Trecho de origem ::
══════

(Foto: Reprodução/Facebook)
Redução do auxílio de R$ 600 para R$ 300 é a representação do abandono
Dona Tânia foi uma das brasileiras a se inscrever, pelo aplicativo, para receber o auxílio emergencial nos primeiros dias de abril. Na esperança de cuidar do filho e da sua saúde, desempregada e contando com esse dinheiro para viver, dona Tânia teve a primeira resposta do governo: benefício negado porque estava morta!
Sim, aquela mulher estava morta aos olhos do governo federal. Em desespero, começou a bater de porta em porta para provar que estava viva. E essa verdadeira peregrinação somente gerou frutos cinco meses depois, quando, em 21 de setembro, recebeu a primeira parcela do auxílio emergencial no valor de R$ 600.
Dona Tânia representa milhares de histórias no Brasil, neste país da desigualdade, da negligência para tratar da vida, da alimentação e da sobrevivência dos mais pobres. Não coincidentemente, dona Tânia é uma mulher negra e mãe solo. São 43 milhões de pessoas com benefício negado desde o primeiro momento —e que a Defensoria Pública da União estima chegar a 60 milhões.
São milhares de Tânias, Joanas, Marias e Pedros que tentam sobreviver antes que o governo os faça morrer. E são muitas as formas de morrer: negligência e falta de respostas por parte do poder público; de fome, com a insegurança alimentar grave que atingiu 10,3 milhões de brasileiros em 2018, sendo mais da metade desses domicílios chefiados por mulheres; e de abandono e tristeza.
A desigualdade se aprofunda assustadoramente em 2020. Enquanto o PIB cairá 7%, o número de bilionários subiu 16% e a renda deles aumentou 33%. A dona Tânia não receberá os valores previstos na medida provisória 1.000/2020, mesmo que o erro tenha sido do governo federal. Os valores dos meses de maior dificuldade na sua vida não serão garantidos. Ela receberá daqui para frente, esquecendo o que passou.

══════

Problema proposto A :: Liste todas as porcentagens citadas no texto sobre o auxílio emergencial e indique a que cada uma se refere.
Problema proposto B :: Transcreva do texto sobre o auxílio emergencial o trecho que vai de "Sim, aquela mulher" até "a 60 milhões.".

Informações registradas ::
══════

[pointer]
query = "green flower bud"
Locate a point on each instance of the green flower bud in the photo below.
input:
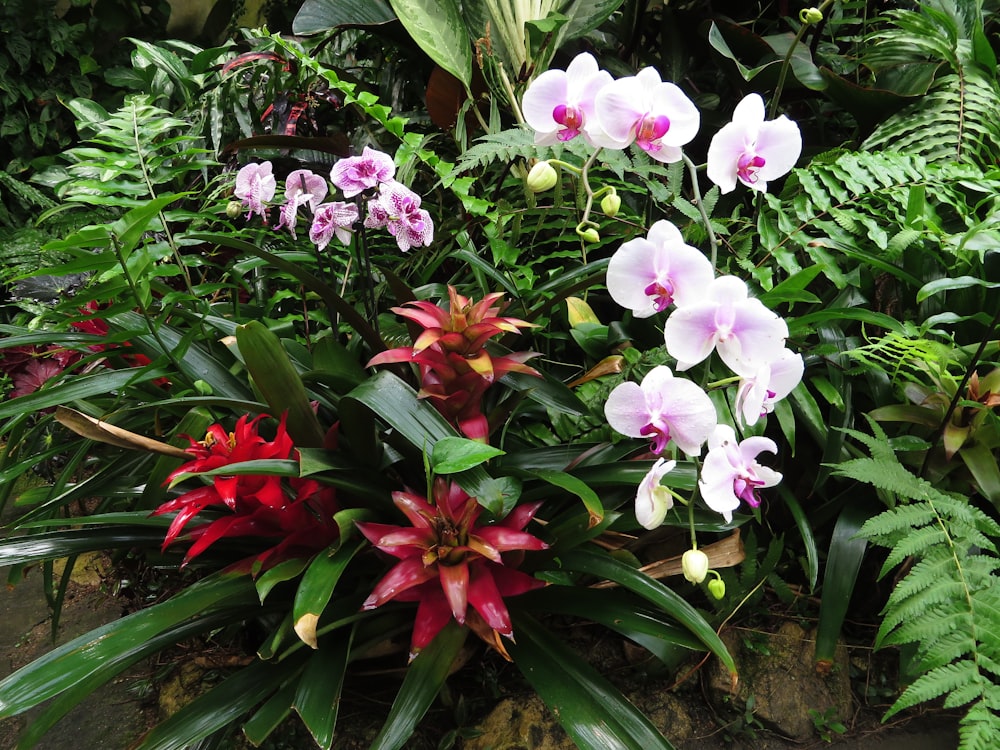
(810, 15)
(542, 177)
(694, 563)
(717, 588)
(610, 204)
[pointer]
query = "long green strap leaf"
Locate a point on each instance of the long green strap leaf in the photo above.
(77, 660)
(591, 710)
(222, 705)
(424, 678)
(605, 566)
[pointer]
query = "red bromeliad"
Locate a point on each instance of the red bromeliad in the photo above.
(299, 513)
(448, 562)
(455, 368)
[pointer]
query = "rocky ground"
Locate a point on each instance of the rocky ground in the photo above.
(779, 703)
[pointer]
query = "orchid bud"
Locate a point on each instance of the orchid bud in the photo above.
(717, 588)
(610, 205)
(694, 563)
(542, 177)
(810, 15)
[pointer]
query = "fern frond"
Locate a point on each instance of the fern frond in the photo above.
(505, 146)
(980, 727)
(948, 603)
(955, 121)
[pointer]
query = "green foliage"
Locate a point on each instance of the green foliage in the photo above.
(948, 603)
(47, 59)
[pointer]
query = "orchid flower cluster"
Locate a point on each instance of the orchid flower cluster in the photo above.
(390, 205)
(658, 118)
(660, 272)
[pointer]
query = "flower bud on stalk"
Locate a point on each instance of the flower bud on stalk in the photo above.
(717, 588)
(542, 177)
(694, 563)
(810, 15)
(611, 204)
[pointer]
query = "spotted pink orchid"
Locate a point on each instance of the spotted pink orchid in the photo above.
(744, 332)
(451, 564)
(255, 186)
(298, 516)
(331, 220)
(356, 174)
(731, 474)
(757, 394)
(302, 188)
(662, 408)
(751, 150)
(455, 367)
(397, 209)
(559, 104)
(648, 274)
(654, 114)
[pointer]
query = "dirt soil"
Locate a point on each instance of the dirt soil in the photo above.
(117, 715)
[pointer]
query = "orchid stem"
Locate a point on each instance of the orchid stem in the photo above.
(787, 62)
(712, 240)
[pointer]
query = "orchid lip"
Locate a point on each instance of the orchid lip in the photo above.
(651, 129)
(571, 118)
(747, 167)
(662, 294)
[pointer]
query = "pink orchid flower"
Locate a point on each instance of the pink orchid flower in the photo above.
(757, 394)
(332, 219)
(559, 104)
(255, 186)
(653, 500)
(662, 408)
(356, 174)
(752, 150)
(731, 474)
(745, 333)
(302, 188)
(397, 208)
(654, 114)
(451, 564)
(648, 274)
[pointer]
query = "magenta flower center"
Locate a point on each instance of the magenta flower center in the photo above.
(743, 488)
(662, 293)
(747, 167)
(658, 432)
(651, 128)
(571, 118)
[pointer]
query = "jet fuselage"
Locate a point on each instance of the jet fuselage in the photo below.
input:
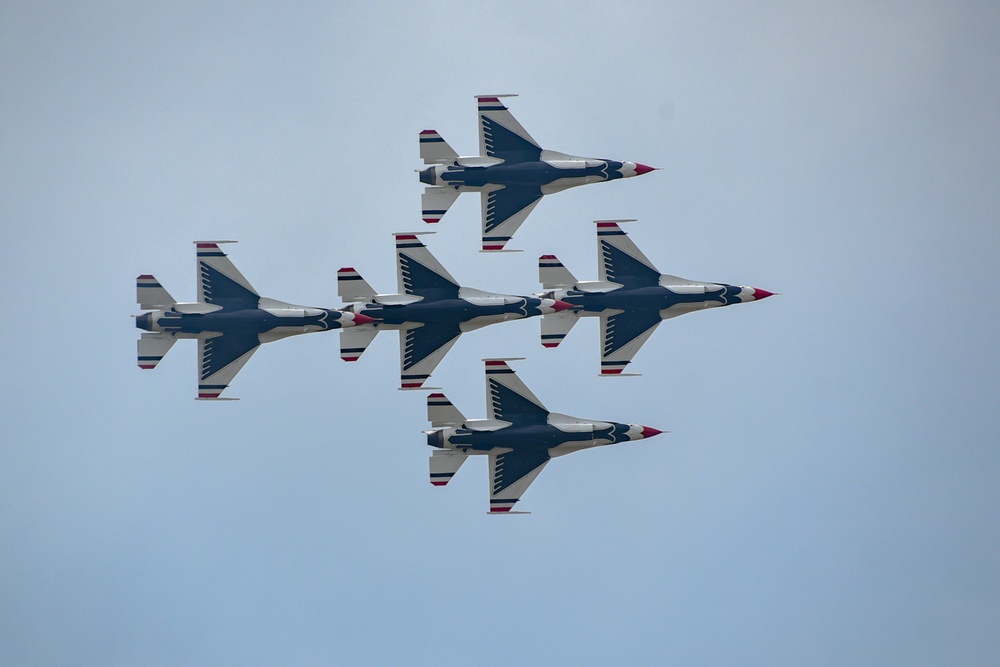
(245, 320)
(569, 172)
(535, 436)
(659, 297)
(456, 311)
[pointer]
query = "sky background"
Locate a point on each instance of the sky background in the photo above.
(828, 492)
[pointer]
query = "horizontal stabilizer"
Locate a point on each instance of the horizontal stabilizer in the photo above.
(355, 340)
(352, 287)
(508, 398)
(441, 412)
(444, 464)
(555, 326)
(150, 295)
(620, 260)
(152, 347)
(434, 149)
(552, 273)
(436, 201)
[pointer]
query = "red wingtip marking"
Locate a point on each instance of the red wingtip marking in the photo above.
(363, 319)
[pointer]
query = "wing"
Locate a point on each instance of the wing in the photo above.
(620, 261)
(504, 210)
(418, 271)
(511, 473)
(508, 399)
(421, 349)
(219, 281)
(220, 359)
(501, 136)
(434, 149)
(622, 335)
(355, 340)
(152, 347)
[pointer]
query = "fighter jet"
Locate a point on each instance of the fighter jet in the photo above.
(519, 435)
(512, 172)
(230, 320)
(430, 312)
(631, 297)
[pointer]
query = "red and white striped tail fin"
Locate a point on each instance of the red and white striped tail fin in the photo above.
(434, 149)
(151, 295)
(352, 287)
(552, 274)
(441, 411)
(152, 347)
(444, 463)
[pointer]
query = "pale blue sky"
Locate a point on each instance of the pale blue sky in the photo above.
(827, 494)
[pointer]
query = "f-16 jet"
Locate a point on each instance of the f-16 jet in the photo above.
(520, 436)
(230, 320)
(632, 297)
(430, 311)
(512, 172)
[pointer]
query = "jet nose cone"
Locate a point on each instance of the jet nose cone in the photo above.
(649, 431)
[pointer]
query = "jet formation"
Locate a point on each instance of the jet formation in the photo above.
(431, 310)
(512, 172)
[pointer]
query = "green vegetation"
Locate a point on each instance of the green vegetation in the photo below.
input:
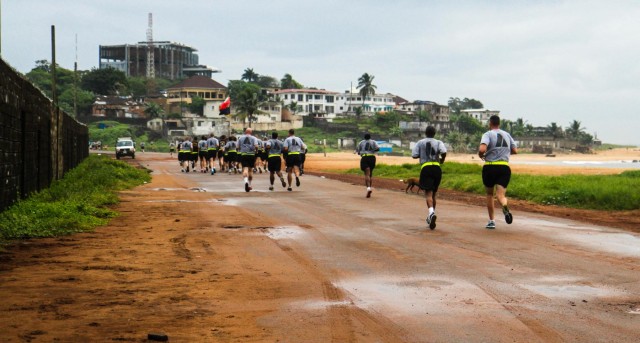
(599, 192)
(74, 204)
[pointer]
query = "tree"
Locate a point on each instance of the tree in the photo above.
(554, 131)
(249, 75)
(248, 103)
(575, 130)
(365, 83)
(106, 81)
(287, 82)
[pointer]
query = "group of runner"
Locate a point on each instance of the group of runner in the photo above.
(246, 152)
(496, 146)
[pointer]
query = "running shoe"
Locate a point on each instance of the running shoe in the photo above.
(431, 220)
(508, 217)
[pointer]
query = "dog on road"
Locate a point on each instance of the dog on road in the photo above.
(412, 182)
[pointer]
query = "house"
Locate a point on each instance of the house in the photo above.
(195, 86)
(315, 102)
(481, 114)
(111, 106)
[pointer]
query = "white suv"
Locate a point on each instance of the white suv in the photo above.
(125, 147)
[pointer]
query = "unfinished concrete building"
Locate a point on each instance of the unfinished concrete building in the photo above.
(170, 60)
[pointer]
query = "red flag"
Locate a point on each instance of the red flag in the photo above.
(225, 107)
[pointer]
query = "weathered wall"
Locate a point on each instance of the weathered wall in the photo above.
(38, 144)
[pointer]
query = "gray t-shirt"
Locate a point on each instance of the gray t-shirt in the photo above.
(274, 146)
(248, 144)
(429, 150)
(294, 144)
(231, 146)
(499, 144)
(367, 146)
(213, 143)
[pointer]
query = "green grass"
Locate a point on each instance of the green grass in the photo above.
(602, 192)
(76, 203)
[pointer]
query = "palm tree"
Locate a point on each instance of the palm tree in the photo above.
(248, 104)
(249, 75)
(365, 83)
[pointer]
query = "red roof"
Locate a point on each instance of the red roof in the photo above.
(199, 81)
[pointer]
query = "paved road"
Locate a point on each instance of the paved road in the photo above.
(539, 279)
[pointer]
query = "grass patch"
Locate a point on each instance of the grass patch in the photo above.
(75, 203)
(595, 192)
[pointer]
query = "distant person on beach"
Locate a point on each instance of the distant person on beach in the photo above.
(495, 148)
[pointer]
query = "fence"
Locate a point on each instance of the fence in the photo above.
(38, 143)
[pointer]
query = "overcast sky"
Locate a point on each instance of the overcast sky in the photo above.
(544, 61)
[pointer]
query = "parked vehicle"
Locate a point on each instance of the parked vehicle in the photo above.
(125, 147)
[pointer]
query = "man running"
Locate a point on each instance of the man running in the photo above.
(293, 146)
(248, 145)
(367, 149)
(495, 148)
(202, 153)
(432, 153)
(274, 146)
(212, 152)
(184, 153)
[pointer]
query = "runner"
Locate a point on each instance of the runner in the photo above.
(194, 154)
(172, 149)
(292, 147)
(274, 145)
(222, 153)
(367, 149)
(184, 153)
(495, 148)
(248, 145)
(212, 152)
(231, 155)
(432, 153)
(202, 153)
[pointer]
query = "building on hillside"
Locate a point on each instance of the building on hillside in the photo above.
(195, 86)
(481, 114)
(117, 107)
(348, 101)
(314, 102)
(171, 60)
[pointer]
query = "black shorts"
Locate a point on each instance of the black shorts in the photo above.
(293, 160)
(430, 177)
(274, 163)
(248, 161)
(496, 175)
(367, 162)
(231, 156)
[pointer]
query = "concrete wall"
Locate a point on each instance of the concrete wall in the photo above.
(38, 143)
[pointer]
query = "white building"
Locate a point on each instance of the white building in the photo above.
(481, 114)
(316, 102)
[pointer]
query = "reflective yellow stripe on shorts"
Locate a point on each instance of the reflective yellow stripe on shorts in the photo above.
(430, 164)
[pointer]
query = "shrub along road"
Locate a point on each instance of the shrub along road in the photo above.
(195, 257)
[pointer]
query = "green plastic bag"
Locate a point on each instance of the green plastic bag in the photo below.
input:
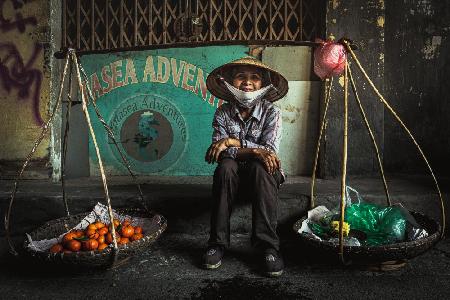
(382, 225)
(371, 224)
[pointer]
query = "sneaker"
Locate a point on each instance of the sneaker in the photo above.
(212, 259)
(273, 263)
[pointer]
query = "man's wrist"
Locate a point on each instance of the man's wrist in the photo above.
(231, 142)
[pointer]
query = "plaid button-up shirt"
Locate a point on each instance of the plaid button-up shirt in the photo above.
(261, 130)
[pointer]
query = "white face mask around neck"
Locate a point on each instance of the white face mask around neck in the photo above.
(247, 99)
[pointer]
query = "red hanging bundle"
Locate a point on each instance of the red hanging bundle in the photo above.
(329, 59)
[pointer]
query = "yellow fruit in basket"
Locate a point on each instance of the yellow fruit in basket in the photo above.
(345, 227)
(102, 231)
(92, 234)
(79, 233)
(73, 245)
(102, 246)
(56, 248)
(90, 244)
(123, 241)
(137, 236)
(69, 236)
(109, 238)
(99, 225)
(101, 239)
(127, 231)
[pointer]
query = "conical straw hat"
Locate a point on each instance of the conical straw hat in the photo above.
(215, 79)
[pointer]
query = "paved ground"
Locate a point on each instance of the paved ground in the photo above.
(170, 268)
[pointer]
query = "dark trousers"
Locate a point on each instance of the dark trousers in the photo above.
(250, 180)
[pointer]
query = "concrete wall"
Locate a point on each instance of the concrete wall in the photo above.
(417, 68)
(24, 81)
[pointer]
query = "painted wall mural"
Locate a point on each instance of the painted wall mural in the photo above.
(158, 106)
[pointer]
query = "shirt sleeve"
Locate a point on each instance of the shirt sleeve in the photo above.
(270, 134)
(219, 132)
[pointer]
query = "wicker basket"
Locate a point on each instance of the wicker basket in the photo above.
(378, 254)
(94, 259)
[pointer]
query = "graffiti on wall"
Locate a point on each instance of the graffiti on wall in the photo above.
(16, 73)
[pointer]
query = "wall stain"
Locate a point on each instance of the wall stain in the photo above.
(19, 21)
(380, 21)
(431, 48)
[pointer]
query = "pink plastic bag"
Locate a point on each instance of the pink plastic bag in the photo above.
(329, 59)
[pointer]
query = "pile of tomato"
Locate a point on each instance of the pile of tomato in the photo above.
(97, 236)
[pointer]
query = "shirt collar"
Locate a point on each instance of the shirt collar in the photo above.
(256, 113)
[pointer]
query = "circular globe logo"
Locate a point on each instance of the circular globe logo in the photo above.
(151, 132)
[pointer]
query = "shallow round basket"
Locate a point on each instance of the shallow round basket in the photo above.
(378, 254)
(95, 259)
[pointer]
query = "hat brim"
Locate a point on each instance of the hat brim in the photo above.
(216, 86)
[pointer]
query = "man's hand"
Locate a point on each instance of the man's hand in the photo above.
(213, 152)
(269, 159)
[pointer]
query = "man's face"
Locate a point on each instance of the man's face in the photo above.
(247, 78)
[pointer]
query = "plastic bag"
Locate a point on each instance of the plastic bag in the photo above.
(382, 225)
(370, 224)
(329, 59)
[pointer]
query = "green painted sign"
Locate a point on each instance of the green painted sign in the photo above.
(158, 107)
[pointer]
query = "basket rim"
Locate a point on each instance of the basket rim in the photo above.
(149, 237)
(430, 239)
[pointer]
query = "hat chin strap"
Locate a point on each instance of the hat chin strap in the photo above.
(247, 99)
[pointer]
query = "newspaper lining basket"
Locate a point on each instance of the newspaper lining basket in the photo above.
(94, 259)
(378, 254)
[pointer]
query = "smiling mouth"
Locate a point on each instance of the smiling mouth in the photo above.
(247, 89)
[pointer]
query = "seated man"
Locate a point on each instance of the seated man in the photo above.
(246, 137)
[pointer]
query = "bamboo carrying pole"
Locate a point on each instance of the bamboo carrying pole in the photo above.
(348, 75)
(344, 167)
(372, 137)
(71, 59)
(30, 155)
(323, 128)
(405, 128)
(97, 151)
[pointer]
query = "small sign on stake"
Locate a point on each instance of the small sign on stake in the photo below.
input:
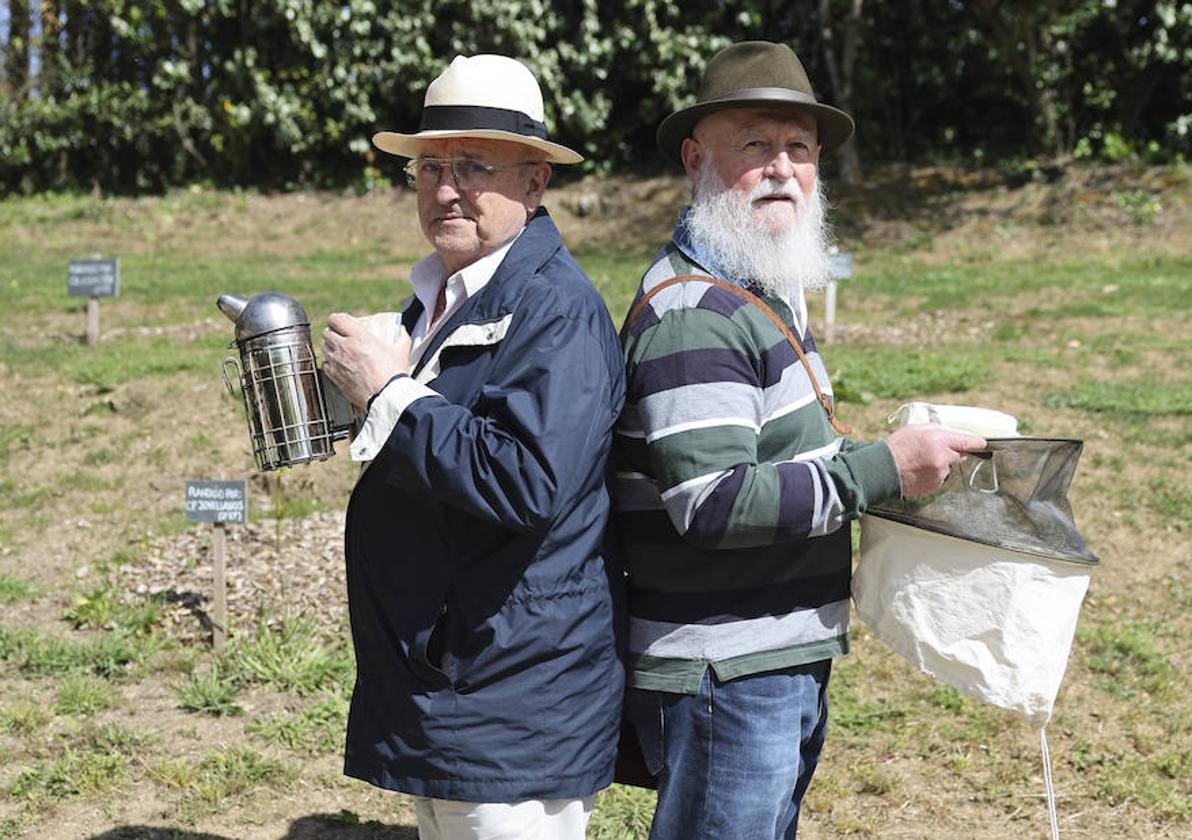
(93, 279)
(218, 503)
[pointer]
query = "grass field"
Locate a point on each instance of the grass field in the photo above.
(1067, 305)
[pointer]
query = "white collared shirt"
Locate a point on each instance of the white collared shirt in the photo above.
(427, 277)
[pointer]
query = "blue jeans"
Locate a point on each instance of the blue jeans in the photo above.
(734, 759)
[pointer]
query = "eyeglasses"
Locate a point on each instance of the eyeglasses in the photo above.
(470, 174)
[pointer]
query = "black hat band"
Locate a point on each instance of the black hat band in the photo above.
(479, 118)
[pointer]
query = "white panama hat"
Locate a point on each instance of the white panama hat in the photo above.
(488, 97)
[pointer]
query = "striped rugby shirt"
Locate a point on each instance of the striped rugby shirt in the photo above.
(732, 490)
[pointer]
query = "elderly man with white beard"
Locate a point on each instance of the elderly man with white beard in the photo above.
(733, 490)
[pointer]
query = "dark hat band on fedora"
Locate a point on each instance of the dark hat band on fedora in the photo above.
(460, 117)
(755, 74)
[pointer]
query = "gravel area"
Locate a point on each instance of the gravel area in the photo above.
(274, 568)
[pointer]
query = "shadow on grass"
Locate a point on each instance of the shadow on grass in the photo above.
(314, 827)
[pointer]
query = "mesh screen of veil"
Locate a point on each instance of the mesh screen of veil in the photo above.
(1013, 496)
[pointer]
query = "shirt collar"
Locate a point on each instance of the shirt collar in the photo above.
(428, 274)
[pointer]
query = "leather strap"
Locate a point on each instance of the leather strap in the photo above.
(750, 298)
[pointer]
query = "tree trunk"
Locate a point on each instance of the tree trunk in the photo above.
(50, 72)
(17, 53)
(842, 74)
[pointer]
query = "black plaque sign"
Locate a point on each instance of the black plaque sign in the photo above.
(93, 278)
(217, 501)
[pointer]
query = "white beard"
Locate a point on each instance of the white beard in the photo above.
(778, 259)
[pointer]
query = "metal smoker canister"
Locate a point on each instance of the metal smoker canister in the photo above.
(295, 414)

══════

Solução completa A ::
- 7%: queda do PIB
- 16%: aumento do número de bilionários
- 33%: aumento da renda dos bilionários

Solução completa B ::
Sim, aquela mulher estava morta aos olhos do governo federal. Em desespero, começou a bater de porta em porta para provar que estava viva. E essa verdadeira peregrinação somente gerou frutos cinco meses depois, quando, em 21 de setembro, recebeu a primeira parcela do auxílio emergencial no valor de R$ 600.
Dona Tânia representa milhares de histórias no Brasil, neste país da desigualdade, da negligência para tratar da vida, da alimentação e da sobrevivência dos mais pobres. Não coincidentemente, dona Tânia é uma mulher negra e mãe solo. São 43 milhões de pessoas com benefício negado desde o primeiro momento —e que a Defensoria Pública da União estima chegar a 60 milhões.